### Work request
Output each record exactly. Leave none out.

### Dataset records
___

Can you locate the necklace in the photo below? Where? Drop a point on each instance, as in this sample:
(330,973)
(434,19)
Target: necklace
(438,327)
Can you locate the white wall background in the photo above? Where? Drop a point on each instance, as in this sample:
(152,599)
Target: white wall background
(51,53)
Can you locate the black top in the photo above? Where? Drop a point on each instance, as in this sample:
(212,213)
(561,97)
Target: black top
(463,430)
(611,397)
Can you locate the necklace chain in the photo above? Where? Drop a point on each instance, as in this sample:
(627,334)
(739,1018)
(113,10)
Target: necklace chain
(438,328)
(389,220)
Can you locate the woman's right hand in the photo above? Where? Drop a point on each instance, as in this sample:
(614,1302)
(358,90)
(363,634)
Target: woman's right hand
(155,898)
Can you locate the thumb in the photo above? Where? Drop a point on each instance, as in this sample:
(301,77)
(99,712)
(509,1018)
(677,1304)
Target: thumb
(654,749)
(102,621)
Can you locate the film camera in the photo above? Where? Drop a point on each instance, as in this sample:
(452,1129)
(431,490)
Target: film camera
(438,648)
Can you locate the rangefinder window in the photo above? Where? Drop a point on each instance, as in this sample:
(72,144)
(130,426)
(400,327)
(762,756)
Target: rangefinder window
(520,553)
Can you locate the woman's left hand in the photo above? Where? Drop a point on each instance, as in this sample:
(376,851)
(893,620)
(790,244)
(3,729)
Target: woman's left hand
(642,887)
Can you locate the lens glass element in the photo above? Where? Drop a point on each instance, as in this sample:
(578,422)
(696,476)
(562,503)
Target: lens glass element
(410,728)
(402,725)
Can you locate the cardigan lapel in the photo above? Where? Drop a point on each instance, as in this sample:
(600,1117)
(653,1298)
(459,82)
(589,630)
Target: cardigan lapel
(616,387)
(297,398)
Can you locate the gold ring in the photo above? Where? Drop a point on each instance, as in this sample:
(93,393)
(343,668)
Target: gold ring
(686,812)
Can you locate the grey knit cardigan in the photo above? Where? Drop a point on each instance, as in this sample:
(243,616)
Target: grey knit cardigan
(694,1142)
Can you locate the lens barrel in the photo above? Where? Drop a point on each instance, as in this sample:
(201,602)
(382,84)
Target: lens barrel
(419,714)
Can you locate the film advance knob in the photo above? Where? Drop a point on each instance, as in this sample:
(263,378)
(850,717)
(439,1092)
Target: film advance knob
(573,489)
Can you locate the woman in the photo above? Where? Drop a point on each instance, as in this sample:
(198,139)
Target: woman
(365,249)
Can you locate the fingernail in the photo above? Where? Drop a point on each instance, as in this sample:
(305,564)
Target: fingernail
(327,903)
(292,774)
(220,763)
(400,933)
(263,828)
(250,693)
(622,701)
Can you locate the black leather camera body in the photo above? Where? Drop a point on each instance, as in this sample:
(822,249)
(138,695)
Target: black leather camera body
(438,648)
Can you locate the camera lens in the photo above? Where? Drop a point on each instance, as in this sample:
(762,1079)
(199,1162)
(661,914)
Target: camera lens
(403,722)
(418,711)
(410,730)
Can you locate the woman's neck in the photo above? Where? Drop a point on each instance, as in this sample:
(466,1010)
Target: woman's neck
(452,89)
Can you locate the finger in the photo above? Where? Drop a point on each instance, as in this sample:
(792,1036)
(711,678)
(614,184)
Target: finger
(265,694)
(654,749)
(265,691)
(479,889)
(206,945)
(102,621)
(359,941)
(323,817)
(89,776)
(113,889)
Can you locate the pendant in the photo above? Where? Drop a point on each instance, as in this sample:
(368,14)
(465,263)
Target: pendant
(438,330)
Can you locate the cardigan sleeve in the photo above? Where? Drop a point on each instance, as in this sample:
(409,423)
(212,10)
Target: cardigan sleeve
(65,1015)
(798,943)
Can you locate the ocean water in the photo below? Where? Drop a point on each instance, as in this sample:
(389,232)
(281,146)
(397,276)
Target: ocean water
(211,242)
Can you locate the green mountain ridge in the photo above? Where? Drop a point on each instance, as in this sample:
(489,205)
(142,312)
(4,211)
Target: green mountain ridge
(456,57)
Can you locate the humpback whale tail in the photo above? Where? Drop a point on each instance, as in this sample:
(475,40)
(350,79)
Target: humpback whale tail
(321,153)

___

### Solution for this task
Can you locate the necklace in the photo below? Where? Drop a point on each instance, as in this sample:
(330,973)
(434,19)
Target: necklace
(438,327)
Can you locate the white wall background in the photo above? Where? Drop a point on each instance, as in this sample:
(152,599)
Target: white wall background
(51,53)
Can you locate the black top in the photo above? Where? Drop a point on each instance, as in this sample:
(212,213)
(561,97)
Target: black top
(463,430)
(611,397)
Can you locate the necklace chain in the photo above? Where? Drop a point on each instance, as in this sample:
(627,334)
(739,1018)
(113,10)
Target: necklace chain
(438,328)
(389,220)
Can you locate the woman's right hand in the photo above? Where? Drop a point on each instance, as in this sample:
(614,1302)
(358,90)
(363,634)
Target: woman's right hand
(155,898)
Can you locate the thumb in the photo above? Where? Drop a point on each instance, as in this sample:
(301,77)
(99,712)
(509,1018)
(677,1304)
Target: thumb
(654,749)
(102,621)
Can you locate the film camera in the photo above? Where? Drop a point on each instance, as in this sample:
(452,1129)
(431,490)
Target: film camera
(438,648)
Can you locate the rangefinder window in the photo above? Where? Drop a point on each instance, as in this sample:
(72,144)
(130,426)
(400,327)
(762,756)
Target: rangefinder window
(520,553)
Can you locate the woman's left hand in the photo above? Where? Drop a point on each instance, as in this sample:
(376,851)
(893,620)
(790,244)
(3,729)
Target: woman's left hand
(642,887)
Can you locate the lens glass element in the photo above? Where? Drop a point on each instance, as in this sample:
(578,422)
(696,476)
(562,503)
Target: lens glass element
(410,728)
(402,725)
Can you locate the cardigan lapel in the photo above? Where? Drop a point on each instance, as in this sample:
(600,1117)
(653,1298)
(459,82)
(589,630)
Target: cardigan lapel
(616,387)
(297,398)
Can you locate the gold ring in the photo above? Where? Drop a point on each instance, as in this sample:
(93,393)
(343,668)
Target: gold ring
(686,812)
Can you locate the grey knit cardigan in the photo above? Where? Drop a point on each instance, as in this sample:
(243,616)
Target: grey knit cardigan
(694,1142)
Can you locate the lens barrel in the photo above? Where? Drop a point on each instance, as in this sample:
(201,602)
(382,84)
Target: lens barrel
(419,714)
Can you locate the film advance knob in the photo above? Where? Drop a point on each instance, as in this sample:
(263,378)
(850,717)
(439,1092)
Target: film advance knob
(573,489)
Can you locate the woman in the photo above? Where? Drop a point on each instance, as in this sample:
(198,139)
Target: woman
(365,249)
Can you locate the fingernail in the photo above? Where? Drop a point on each instance, as in this sample:
(305,564)
Target: fingernail
(327,903)
(292,774)
(220,763)
(400,933)
(263,828)
(250,693)
(622,701)
Can you locate the black leather camera body in the photo above? Where? Drop a point on each instance, as in this sample:
(822,249)
(138,695)
Target: black leather camera body
(438,648)
Can you locate the camera lens in the photo above? Where? Drop a point on each instance, as in this sample:
(762,1079)
(199,1162)
(661,914)
Target: camera lens
(403,722)
(418,711)
(410,730)
Can you locate the woman's neck in the photo above? Where? Drop a point on each instance, as in this sample:
(466,1010)
Target: woman's neck
(452,89)
Can you locate the finger in the photo above? Where? Drop a point on each instance, as in this sample:
(792,1036)
(711,678)
(614,184)
Target: finger
(265,694)
(654,749)
(265,691)
(479,889)
(206,945)
(102,621)
(359,941)
(323,817)
(89,776)
(113,889)
Can you locate the pendant in the photo above? Where? Drop a point on each instance, as in this sample:
(368,14)
(465,263)
Target: pendant
(438,330)
Can you locate the cardigan sleeve in the photo above? Where? Drop a point on each instance, as in this sample:
(409,423)
(212,10)
Target: cardigan sleeve
(65,1015)
(798,943)
Can you locate the ocean water in the photo below? Where? Drop a point on each instance, as in this sample:
(389,232)
(281,146)
(397,276)
Target: ocean water
(211,242)
Can you locate the green mountain ridge in the photo above? Where? Drop a point on each instance, as in this sample:
(489,205)
(142,312)
(4,211)
Target: green mountain ridge
(456,57)
Can you locate the humpback whale tail in the photo above? Where? Drop a point on each instance, as in this sample:
(475,40)
(350,79)
Target: humpback whale tail
(321,153)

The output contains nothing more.